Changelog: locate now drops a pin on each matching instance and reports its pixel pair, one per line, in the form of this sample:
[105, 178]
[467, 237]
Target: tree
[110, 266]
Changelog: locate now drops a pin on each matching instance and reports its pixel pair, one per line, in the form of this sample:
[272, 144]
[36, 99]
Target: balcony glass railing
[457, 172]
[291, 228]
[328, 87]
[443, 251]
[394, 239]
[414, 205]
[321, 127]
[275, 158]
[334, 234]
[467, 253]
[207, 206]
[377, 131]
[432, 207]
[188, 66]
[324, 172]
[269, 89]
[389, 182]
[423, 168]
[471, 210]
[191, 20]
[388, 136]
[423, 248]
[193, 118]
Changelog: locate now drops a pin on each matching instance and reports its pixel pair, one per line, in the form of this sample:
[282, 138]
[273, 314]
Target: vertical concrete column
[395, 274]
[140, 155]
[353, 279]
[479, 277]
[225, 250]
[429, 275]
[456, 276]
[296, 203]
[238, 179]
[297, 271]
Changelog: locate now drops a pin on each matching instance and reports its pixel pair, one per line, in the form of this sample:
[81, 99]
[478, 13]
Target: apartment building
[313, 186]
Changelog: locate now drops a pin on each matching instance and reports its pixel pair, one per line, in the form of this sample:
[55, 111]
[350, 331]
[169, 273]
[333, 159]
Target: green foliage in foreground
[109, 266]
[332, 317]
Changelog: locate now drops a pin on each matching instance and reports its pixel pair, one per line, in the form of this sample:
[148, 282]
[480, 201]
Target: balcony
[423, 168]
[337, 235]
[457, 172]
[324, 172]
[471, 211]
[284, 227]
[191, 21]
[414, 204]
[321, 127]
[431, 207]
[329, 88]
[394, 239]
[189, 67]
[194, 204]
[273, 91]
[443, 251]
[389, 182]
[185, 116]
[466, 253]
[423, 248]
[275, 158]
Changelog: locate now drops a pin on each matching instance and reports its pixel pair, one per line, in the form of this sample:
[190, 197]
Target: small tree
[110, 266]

------------------------------

## STATED GOAL
Transcribe the full listing above without leaving anything out.

## TASK SOLUTION
Changelog: locate now drops a pin on each matching instance and reports its pixel pair, one per line, in the form of this sample:
[105, 178]
[467, 237]
Target: tree
[110, 266]
Changelog: locate now drops a pin on each matching instance and reports its pixel pair, one per line, in the form of this sample:
[272, 144]
[36, 99]
Target: balcony glass railing
[457, 172]
[291, 228]
[328, 87]
[443, 251]
[394, 239]
[414, 205]
[321, 127]
[275, 158]
[334, 234]
[467, 253]
[207, 206]
[377, 131]
[432, 207]
[188, 66]
[324, 172]
[269, 89]
[389, 182]
[423, 168]
[471, 210]
[191, 20]
[388, 136]
[423, 248]
[193, 118]
Changelog: locate now drops a pin on each matching instance and reports its pixel pair, one per line, in the form of this sample:
[282, 138]
[273, 314]
Target: vertical concrete column
[395, 274]
[140, 155]
[353, 279]
[479, 277]
[225, 250]
[429, 275]
[456, 276]
[296, 203]
[238, 179]
[297, 271]
Changelog: locate now drops a pin on each matching instance and reports its pixel pair, one per line, in the form of this sample:
[81, 99]
[478, 13]
Target: apartment building
[313, 186]
Changelog: locate now drops a pin on each matching instance and reports its pixel pair, one per line, in the form of this sample:
[55, 111]
[350, 331]
[169, 273]
[333, 159]
Target: green foliage in foreground
[109, 266]
[332, 317]
Changelog: locate now drops a pin on each matching instance and reports its pixel pair, one per line, in the form of this sample:
[148, 282]
[480, 201]
Target: balcony
[423, 168]
[337, 235]
[457, 172]
[324, 172]
[471, 211]
[284, 227]
[191, 21]
[414, 204]
[321, 127]
[431, 207]
[329, 88]
[394, 239]
[189, 67]
[194, 204]
[273, 91]
[443, 251]
[389, 182]
[185, 116]
[466, 253]
[423, 248]
[275, 158]
Changelog: locate now drops a pin on each matching instance and reports its pixel pair, one per line, in the form of this sample:
[190, 197]
Target: small tree
[110, 266]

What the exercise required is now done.